Take the line that contains "Task: give one point on each instance of the cobblestone" as the first and the last line of the material as the final one; set down exactly the lines in that span.

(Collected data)
>> start

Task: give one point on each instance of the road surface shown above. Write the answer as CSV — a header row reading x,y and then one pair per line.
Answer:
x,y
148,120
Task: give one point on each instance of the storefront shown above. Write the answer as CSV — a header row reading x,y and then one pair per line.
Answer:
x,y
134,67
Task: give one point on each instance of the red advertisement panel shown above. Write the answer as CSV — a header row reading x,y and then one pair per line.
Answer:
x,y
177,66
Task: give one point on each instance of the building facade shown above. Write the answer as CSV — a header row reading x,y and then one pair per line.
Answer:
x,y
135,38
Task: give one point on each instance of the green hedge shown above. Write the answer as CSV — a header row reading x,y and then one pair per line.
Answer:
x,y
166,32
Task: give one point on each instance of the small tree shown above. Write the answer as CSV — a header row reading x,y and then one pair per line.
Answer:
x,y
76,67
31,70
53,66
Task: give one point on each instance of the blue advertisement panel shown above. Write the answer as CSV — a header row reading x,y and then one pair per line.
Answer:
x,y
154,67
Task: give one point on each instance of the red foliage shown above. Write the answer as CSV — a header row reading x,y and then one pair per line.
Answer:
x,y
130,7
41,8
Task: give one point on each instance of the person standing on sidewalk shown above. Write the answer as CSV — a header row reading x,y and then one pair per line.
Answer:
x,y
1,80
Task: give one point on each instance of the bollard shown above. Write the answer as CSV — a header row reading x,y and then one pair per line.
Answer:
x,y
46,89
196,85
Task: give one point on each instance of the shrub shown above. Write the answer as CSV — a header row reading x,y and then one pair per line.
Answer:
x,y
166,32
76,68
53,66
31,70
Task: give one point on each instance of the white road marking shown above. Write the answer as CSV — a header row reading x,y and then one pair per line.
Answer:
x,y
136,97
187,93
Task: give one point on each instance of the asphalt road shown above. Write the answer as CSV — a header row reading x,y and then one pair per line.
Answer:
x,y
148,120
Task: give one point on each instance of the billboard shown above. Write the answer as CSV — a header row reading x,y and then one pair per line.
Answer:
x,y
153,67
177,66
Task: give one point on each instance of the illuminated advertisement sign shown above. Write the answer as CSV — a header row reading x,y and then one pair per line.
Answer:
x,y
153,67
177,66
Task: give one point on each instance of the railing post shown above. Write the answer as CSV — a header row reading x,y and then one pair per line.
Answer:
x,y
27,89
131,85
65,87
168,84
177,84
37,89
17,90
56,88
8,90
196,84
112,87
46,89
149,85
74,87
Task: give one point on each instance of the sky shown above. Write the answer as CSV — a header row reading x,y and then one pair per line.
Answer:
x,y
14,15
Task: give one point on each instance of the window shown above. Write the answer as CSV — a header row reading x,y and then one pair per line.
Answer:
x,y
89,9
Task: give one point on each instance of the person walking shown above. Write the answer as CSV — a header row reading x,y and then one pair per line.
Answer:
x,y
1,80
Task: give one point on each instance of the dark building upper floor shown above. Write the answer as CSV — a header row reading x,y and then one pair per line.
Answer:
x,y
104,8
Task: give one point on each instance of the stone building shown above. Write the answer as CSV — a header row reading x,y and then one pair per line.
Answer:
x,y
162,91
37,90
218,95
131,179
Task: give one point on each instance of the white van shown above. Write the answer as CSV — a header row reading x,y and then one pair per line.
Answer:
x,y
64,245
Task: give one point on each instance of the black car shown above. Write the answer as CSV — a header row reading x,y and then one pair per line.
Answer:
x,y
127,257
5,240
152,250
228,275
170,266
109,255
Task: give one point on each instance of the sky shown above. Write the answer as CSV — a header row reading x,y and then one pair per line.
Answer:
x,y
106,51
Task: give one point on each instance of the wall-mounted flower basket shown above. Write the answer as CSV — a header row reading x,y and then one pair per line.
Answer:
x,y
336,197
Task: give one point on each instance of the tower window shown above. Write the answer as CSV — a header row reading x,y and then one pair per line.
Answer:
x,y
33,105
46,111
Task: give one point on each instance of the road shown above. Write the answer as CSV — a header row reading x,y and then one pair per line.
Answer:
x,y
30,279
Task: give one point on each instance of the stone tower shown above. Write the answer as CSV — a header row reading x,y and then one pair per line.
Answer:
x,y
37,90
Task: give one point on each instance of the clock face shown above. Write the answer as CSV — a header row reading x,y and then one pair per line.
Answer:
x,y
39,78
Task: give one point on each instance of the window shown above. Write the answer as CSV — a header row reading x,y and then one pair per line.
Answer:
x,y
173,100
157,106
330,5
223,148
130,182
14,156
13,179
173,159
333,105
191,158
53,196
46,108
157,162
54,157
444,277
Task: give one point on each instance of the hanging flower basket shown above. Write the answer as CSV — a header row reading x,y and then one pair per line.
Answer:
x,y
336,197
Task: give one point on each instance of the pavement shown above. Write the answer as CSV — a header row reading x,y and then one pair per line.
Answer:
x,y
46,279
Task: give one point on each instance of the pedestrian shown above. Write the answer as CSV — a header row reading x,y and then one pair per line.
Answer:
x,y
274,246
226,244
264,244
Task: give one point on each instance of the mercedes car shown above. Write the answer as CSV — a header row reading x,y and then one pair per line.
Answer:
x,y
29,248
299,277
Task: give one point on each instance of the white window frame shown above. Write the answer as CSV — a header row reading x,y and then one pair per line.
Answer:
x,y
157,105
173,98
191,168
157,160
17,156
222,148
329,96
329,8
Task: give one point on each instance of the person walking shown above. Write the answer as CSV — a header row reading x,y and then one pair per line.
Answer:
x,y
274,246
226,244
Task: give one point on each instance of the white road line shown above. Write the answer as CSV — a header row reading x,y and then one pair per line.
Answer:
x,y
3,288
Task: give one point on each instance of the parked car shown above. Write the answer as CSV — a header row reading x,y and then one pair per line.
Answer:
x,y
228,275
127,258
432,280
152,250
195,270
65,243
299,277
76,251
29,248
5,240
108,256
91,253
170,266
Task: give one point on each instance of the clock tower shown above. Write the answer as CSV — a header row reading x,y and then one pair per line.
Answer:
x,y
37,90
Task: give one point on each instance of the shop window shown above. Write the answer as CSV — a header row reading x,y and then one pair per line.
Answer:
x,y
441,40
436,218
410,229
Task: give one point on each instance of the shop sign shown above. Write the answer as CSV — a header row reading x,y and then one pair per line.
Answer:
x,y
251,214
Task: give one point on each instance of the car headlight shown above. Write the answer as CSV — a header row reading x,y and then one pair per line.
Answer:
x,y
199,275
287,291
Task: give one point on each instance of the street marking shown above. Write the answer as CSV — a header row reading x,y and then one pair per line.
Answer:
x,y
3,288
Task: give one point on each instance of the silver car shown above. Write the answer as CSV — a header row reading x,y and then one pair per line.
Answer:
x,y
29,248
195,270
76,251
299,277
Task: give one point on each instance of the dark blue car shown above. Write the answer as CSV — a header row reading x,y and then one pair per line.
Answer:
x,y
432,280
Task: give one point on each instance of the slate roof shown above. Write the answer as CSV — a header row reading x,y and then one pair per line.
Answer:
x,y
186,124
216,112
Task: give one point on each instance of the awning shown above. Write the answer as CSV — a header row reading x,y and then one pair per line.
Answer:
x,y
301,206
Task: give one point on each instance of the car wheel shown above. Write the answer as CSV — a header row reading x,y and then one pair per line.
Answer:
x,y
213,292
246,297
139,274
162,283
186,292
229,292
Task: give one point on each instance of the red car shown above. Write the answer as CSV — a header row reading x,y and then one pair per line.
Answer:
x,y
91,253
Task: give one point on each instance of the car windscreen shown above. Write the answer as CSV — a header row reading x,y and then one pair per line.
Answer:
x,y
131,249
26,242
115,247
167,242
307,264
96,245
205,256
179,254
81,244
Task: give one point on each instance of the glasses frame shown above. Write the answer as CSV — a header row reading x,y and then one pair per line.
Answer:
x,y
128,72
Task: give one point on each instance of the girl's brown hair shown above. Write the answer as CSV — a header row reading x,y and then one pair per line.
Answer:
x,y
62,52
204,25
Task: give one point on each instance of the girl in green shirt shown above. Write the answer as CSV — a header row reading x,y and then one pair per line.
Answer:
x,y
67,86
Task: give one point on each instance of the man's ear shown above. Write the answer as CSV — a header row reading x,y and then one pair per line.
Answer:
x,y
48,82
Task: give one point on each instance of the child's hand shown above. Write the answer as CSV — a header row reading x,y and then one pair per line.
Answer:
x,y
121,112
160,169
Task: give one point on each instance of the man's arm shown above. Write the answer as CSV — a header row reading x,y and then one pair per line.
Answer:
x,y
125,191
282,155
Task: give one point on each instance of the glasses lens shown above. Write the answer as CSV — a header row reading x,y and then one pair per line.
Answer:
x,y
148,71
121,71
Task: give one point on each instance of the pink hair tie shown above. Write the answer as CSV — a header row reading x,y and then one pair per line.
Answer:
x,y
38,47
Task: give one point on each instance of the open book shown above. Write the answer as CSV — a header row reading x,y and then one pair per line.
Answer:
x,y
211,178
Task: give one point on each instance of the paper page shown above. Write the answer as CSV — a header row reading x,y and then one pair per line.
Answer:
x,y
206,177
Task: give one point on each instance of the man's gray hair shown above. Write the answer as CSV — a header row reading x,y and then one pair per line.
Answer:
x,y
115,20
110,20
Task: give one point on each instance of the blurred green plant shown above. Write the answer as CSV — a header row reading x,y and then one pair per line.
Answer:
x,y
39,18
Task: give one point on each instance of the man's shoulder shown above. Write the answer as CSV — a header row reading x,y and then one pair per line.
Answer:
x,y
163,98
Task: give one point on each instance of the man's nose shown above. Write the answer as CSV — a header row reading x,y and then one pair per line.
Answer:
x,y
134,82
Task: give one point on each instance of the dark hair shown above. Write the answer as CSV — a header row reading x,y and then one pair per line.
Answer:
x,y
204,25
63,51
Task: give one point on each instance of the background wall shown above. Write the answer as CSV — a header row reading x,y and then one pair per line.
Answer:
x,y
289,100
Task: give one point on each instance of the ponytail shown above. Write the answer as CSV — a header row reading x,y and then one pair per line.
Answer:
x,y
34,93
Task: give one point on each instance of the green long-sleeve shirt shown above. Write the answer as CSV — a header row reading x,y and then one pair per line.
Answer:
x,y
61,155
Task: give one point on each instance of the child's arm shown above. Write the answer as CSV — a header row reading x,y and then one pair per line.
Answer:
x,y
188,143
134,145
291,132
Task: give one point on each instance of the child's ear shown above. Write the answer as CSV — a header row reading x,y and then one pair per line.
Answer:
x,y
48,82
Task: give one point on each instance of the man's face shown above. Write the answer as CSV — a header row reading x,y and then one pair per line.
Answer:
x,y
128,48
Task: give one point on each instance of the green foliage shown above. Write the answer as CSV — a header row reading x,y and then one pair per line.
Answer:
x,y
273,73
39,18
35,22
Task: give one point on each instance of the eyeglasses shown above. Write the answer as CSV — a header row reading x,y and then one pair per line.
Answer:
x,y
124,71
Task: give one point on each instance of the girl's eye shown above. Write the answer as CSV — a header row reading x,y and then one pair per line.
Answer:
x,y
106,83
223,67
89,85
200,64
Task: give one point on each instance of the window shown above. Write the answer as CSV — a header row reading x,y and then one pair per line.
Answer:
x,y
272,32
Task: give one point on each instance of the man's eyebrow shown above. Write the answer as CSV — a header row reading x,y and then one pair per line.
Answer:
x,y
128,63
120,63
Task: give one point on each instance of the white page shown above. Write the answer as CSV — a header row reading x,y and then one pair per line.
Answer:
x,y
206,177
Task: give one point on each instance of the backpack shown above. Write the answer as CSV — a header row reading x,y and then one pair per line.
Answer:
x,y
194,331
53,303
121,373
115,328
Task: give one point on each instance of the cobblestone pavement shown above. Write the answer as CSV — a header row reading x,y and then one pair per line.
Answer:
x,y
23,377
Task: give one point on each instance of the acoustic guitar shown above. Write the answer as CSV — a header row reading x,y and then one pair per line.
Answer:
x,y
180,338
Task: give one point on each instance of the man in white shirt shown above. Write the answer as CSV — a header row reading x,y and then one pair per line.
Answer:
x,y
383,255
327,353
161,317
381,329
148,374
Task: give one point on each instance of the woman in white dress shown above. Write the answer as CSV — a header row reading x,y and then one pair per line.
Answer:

>> end

**CORRECT OUTPUT:**
Task: give one point on each instance of the cobblestone pavement shown above. Write the answer as CSV — a header row reading x,y and then one pair per line.
Answer:
x,y
23,377
Task: give one point on each instance of the acoustic guitar shown above. Write the answer as CSV — a header row reading x,y and then one pair per line.
Answer:
x,y
180,338
Task: give one point on each instance of the man in white shirt shown above. Write the answer as CSV — a header row reading x,y and then one pair per line.
Answer:
x,y
383,255
327,353
161,317
381,329
148,374
Task: give one point on each instance of the woman in white dress shown above. Write the answer as CSV — a header row reading x,y and then one pair per line.
Answer:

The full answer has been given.